= Excerto selecionado =
--------
O meu conhecimento de Agustina...

por Zilda Cardoso, em 18.10.12

O meu conhecimento de Agustina começou por ser da obra, há muitos anos, muitos anos. Foi depois pessoal - encontrámo-nos pela primeira vez em casa de amigos comuns.

 

Recordo que na altura as pessoas a consideravam perigosa, quase um inimigo que iria adivinhar a verdadeira razão dos gestos de cada um, o que lhes ia no íntimo e de que não gostavam de falar. Iria adivinhar isso através de um olhar agudo, penetrante e irresistível ou na sequência de meia dúzia de palavras proferidas inadvertidamente por alguém.

 

Era preciso ter cuidado. Porque ela podia perscrutar as vidas dos outros, a nossa, saber como vivíamos para depois retratar isso nos seus livros a publicar. Inspirava temor e respeito como uma sibila.
--------
= Conjunto de dados =
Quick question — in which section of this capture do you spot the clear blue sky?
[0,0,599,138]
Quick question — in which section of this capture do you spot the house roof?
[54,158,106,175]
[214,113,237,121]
--------
= Objetivo do exercício =
De acordo com o excerto sobre Agustina, onde aconteceu o primeiro encontro pessoal com ela? As entradas não têm qualquer relação com o excerto sobre Agustina.

= Resposta correta =
Em casa de amigos comuns.